◆ **Data shown**
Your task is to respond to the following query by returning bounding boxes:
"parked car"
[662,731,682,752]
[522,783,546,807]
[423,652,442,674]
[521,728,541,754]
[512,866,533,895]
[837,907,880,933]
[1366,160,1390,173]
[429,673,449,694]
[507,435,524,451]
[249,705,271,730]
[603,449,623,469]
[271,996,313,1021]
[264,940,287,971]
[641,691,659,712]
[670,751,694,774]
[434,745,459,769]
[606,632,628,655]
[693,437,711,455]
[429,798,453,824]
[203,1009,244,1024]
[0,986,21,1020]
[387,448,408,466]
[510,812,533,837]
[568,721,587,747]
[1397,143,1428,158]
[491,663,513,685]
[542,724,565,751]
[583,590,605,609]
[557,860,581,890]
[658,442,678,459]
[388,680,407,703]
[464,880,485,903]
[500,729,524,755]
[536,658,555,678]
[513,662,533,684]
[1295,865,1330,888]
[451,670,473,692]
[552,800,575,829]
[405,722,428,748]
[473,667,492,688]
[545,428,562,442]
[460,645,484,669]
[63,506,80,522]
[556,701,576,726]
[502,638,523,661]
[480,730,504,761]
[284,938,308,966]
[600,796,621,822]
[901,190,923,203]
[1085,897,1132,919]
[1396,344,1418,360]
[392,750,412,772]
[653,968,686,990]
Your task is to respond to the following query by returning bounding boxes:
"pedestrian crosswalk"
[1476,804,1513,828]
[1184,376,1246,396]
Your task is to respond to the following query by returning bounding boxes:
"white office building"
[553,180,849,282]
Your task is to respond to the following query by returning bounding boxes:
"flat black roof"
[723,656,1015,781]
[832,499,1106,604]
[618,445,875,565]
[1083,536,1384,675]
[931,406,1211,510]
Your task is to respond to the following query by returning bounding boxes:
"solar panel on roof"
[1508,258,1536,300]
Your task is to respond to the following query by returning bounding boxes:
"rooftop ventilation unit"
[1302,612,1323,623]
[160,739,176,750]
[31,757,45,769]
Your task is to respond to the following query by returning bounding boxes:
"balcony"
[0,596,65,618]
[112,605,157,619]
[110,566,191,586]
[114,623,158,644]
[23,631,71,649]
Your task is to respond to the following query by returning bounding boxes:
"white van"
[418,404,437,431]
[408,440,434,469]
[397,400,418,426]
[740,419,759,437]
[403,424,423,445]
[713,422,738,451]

◆ **Aim of the task**
Return the data in full, exactly as it appears above.

◆ **Exercise output**
Your task is to respond to the following query by returning bounding boxes:
"parked car"
[662,731,682,752]
[522,783,546,807]
[423,652,442,674]
[521,728,541,754]
[512,866,533,895]
[837,907,880,933]
[1366,160,1390,173]
[429,673,449,694]
[507,435,524,451]
[249,705,271,730]
[603,449,623,469]
[271,996,313,1021]
[264,940,287,971]
[641,691,659,712]
[670,751,694,774]
[434,745,459,769]
[606,632,628,655]
[693,437,711,455]
[429,798,453,824]
[203,1009,244,1024]
[0,986,21,1020]
[387,448,408,466]
[510,812,533,837]
[568,721,587,747]
[1397,143,1428,158]
[491,663,513,685]
[542,724,565,751]
[583,590,605,609]
[557,860,581,890]
[658,442,678,459]
[388,680,407,703]
[464,880,485,903]
[500,729,524,755]
[536,658,555,678]
[513,662,533,684]
[1295,865,1330,888]
[451,670,473,692]
[552,800,575,829]
[405,722,428,748]
[473,667,492,688]
[545,428,562,442]
[460,645,484,669]
[63,506,80,522]
[556,701,576,726]
[502,638,523,661]
[480,730,504,761]
[284,938,308,966]
[600,796,621,822]
[901,190,923,203]
[1085,897,1132,919]
[1396,344,1418,360]
[392,750,412,772]
[653,968,686,990]
Your task is to respond to the following query by returning bounding boxes:
"pedestrian crosswalk"
[1476,804,1513,828]
[1184,376,1246,396]
Your task is to respond to the following query by returning bounding boxes:
"white office building"
[553,180,849,282]
Your task is to respond to the following query by returning bounding boxes:
"flat black roof"
[723,656,1015,781]
[832,499,1106,604]
[618,445,875,565]
[1083,536,1384,675]
[931,406,1211,510]
Your task is to respond to the following query by returning bounding boxes:
"solar panel on roof"
[1508,258,1536,300]
Your task is to respond to the following query by returning bounding boxes:
"rooftop ventilation unit"
[1302,612,1323,623]
[160,739,176,750]
[31,757,45,769]
Your task is to respond to the following query by returning bounding boxes:
"balcony"
[0,596,65,618]
[112,605,157,619]
[110,566,191,586]
[114,623,158,644]
[23,631,71,649]
Your task is to respond to the following query by returning bounding boxes:
"white van"
[418,404,437,431]
[408,440,434,469]
[397,400,418,426]
[740,419,759,437]
[403,424,423,445]
[713,422,738,451]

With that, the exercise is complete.